__DOCUMENT SEGMENT__.
In the early 1990s, a 39-residue peptide with 53% homology to GLP-1(7–37) was isolated from the venom of the Gila monster and named "exendin-4." Studies found that exendin-4 is a full agonist for the GLP-1 receptor, stable against DPP4 degradation, and has a lower rate of renal clearance in humans (5 to 7 hours). This peptide was later developed into a drug (with the trade name exenatide, administered subcutaneously twice a day) for the treatment of type 2 diabetes.

Since then, several other GLP-1 receptor agonists, including liraglutide, albiglutide, dulaglutide, lixisenatide, and semaglutide, as well as a long-acting formulation of exenatide, have subsequently been approved for the treatment of type 2 diabetes or obesity.

The text also mentions peptide drug discovery strategies, including venomomics and display technologies. The former utilizes bioinformatics to analyze the genomes and transcriptomes of venomous creatures such as venomous snakes, combined with proteomic data obtained from raw venom samples, to identify a large number of potential therapeutic toxin peptides. The latter involves constructing large-scale peptide libraries and screening for high-affinity ligands against specific targets. For example, the cyclic peptide zilucoplan, derived from Ra Pharmaceuticals' mRNA display platform, has entered phase III clinical trials for the treatment of generalized myasthenia gravis.

In terms of medicinal chemistry strategies, researchers are focused on improving the metabolic stability and plasma half-life of peptide drugs by employing techniques such as N-terminal acetylation, N-methylation, the use of D-amino acids or non-natural amino acids, and amide bond analogs (such as thioamides, peptide mimetics, and β-amino acids). Additionally, cyclization from N to C termini and disulfide bond mimetics (specifically thioether bonds) are increasingly being applied in peptide drug design to modify their metabolic stability and bioavailability. Simultaneously, highly stable cyclic structural frameworks such as cyclic thioethers and sunflower trypsin inhibitor analogs can serve as carriers to embed pharmacophores of therapeutic significance into their rings, thereby developing more stable and targeted oral peptide drugs, such as the marketed linaclotide and plecanatide for the treatment of constipation-predominant irritable bowel syndrome.

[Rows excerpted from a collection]
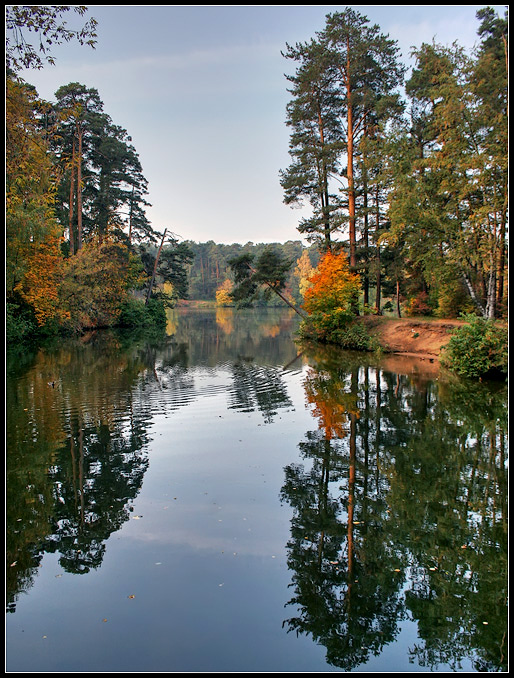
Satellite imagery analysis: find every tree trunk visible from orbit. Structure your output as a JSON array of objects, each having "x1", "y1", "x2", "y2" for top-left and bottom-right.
[
  {"x1": 77, "y1": 129, "x2": 84, "y2": 252},
  {"x1": 145, "y1": 228, "x2": 167, "y2": 306},
  {"x1": 68, "y1": 139, "x2": 77, "y2": 254}
]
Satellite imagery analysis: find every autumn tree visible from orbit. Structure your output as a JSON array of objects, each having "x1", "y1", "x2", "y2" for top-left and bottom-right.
[
  {"x1": 5, "y1": 78, "x2": 67, "y2": 326},
  {"x1": 303, "y1": 251, "x2": 359, "y2": 339},
  {"x1": 229, "y1": 247, "x2": 304, "y2": 316}
]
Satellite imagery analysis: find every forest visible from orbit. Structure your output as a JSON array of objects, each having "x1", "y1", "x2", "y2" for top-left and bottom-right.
[{"x1": 5, "y1": 6, "x2": 508, "y2": 350}]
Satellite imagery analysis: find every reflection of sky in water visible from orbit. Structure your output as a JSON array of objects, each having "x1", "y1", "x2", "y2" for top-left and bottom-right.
[{"x1": 7, "y1": 315, "x2": 506, "y2": 672}]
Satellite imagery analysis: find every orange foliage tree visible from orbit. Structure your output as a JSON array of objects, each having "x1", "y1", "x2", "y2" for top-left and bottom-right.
[{"x1": 303, "y1": 251, "x2": 359, "y2": 338}]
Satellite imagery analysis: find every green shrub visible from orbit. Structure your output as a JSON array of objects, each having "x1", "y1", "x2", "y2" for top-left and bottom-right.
[
  {"x1": 117, "y1": 297, "x2": 166, "y2": 327},
  {"x1": 300, "y1": 311, "x2": 378, "y2": 351},
  {"x1": 441, "y1": 315, "x2": 508, "y2": 377}
]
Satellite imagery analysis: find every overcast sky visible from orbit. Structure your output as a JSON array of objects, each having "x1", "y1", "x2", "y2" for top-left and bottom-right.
[{"x1": 15, "y1": 5, "x2": 505, "y2": 244}]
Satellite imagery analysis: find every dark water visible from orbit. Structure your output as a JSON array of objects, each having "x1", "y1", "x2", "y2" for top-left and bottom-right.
[{"x1": 6, "y1": 310, "x2": 508, "y2": 672}]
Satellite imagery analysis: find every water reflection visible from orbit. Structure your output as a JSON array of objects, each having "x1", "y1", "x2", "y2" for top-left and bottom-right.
[
  {"x1": 281, "y1": 349, "x2": 507, "y2": 671},
  {"x1": 6, "y1": 309, "x2": 296, "y2": 612},
  {"x1": 6, "y1": 309, "x2": 507, "y2": 671}
]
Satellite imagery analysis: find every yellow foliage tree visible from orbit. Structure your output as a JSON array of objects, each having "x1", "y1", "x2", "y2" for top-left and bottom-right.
[
  {"x1": 304, "y1": 251, "x2": 359, "y2": 317},
  {"x1": 216, "y1": 278, "x2": 234, "y2": 306}
]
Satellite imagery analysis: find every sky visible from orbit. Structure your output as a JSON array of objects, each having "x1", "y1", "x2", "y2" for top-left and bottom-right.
[{"x1": 14, "y1": 5, "x2": 505, "y2": 244}]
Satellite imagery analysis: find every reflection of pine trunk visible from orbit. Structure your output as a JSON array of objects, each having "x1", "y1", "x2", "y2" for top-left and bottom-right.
[
  {"x1": 79, "y1": 420, "x2": 85, "y2": 527},
  {"x1": 318, "y1": 438, "x2": 332, "y2": 571},
  {"x1": 348, "y1": 413, "x2": 357, "y2": 587},
  {"x1": 145, "y1": 228, "x2": 167, "y2": 306},
  {"x1": 70, "y1": 417, "x2": 85, "y2": 526},
  {"x1": 68, "y1": 139, "x2": 77, "y2": 254}
]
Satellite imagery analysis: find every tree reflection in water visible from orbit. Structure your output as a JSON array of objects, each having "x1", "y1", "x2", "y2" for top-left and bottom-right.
[{"x1": 281, "y1": 349, "x2": 507, "y2": 671}]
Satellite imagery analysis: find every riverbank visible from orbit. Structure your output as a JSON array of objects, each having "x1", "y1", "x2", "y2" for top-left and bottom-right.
[{"x1": 361, "y1": 315, "x2": 465, "y2": 361}]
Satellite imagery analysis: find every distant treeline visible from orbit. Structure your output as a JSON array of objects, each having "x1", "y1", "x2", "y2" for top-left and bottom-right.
[{"x1": 182, "y1": 240, "x2": 319, "y2": 301}]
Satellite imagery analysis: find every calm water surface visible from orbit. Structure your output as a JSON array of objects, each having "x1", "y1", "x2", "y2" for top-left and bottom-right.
[{"x1": 6, "y1": 309, "x2": 508, "y2": 672}]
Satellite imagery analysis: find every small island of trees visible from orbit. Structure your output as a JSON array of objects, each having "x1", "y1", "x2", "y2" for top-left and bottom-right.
[{"x1": 6, "y1": 6, "x2": 508, "y2": 374}]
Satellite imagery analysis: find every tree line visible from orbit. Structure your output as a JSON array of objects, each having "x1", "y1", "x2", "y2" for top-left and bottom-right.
[
  {"x1": 280, "y1": 8, "x2": 508, "y2": 319},
  {"x1": 6, "y1": 6, "x2": 508, "y2": 340},
  {"x1": 6, "y1": 6, "x2": 193, "y2": 341}
]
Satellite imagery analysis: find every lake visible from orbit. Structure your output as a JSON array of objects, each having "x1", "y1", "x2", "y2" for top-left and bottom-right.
[{"x1": 6, "y1": 309, "x2": 508, "y2": 673}]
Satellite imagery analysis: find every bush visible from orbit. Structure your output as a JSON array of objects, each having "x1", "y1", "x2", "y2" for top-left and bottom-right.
[
  {"x1": 117, "y1": 298, "x2": 166, "y2": 327},
  {"x1": 441, "y1": 315, "x2": 508, "y2": 377},
  {"x1": 5, "y1": 302, "x2": 37, "y2": 344},
  {"x1": 300, "y1": 312, "x2": 379, "y2": 351}
]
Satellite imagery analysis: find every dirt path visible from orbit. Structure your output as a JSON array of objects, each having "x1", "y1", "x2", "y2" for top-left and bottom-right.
[{"x1": 362, "y1": 316, "x2": 465, "y2": 360}]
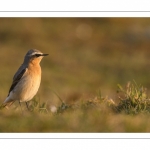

__YOUR TASKS__.
a – In the passage on peptide drugs, why are highly stable cyclic frameworks such as cyclic thioethers and sunflower trypsin inhibitor analogs used to carry pharmacophores of therapeutic significance? Answer in one to three sentences.
b – Proceed with the passage on peptide drugs, picking up after its final sentence.
The rows are separate material and are not part of the passage on peptide drugs.

__YOUR RESPONSES__.
a – Pharmacophores of therapeutic significance are embedded into the rings of these highly stable frameworks to develop more stable and targeted oral peptide drugs. The passage gives linaclotide and plecanatide as marketed examples, used for constipation-predominant irritable bowel syndrome.

b –
In the Future Outlook section, the author mentions that the trend in development of peptide drugs is expected to accelerate due to the success of biologics in breaking the traditional notion that drugs must be administered orally. The field of peptide therapeutics has matured and is capable of reliable and rapid scale-up production of structurally complex peptides of up to approximately 100 amino acids, as well as conducting effective structure-activity relationship (SAR) studies and lead compound optimization. Emerging peptide drug discovery technologies can efficiently generate potent candidate compounds with high selectivity and activity in a short amount of time. With the integration of novel delivery technologies and innovative chemical strategies, the field of peptide therapeutics is set to continue its robust growth.

Lastly, the author notes that, in particular, antimicrobial, antiviral, and anti-aging peptides have considerable potential for growth in the future. In the cosmetics industry, peptides are gaining increasing attention, as evidenced by market-available products like Argireline, a hexapeptide that acts as a botulinum toxin analogue to reduce wrinkles, the pentapeptide Palmitoyl Pentapeptide-4 (Matrixyl) which helps to mitigate wrinkles by stimulating extracellular matrix renewal in fibroblasts, and GHK-Cu, a natural tripeptide with high copper ion affinity that possesses anti-inflammatory properties and promotes the synthesis of collagen and glycosaminoglycans in skin fibroblasts.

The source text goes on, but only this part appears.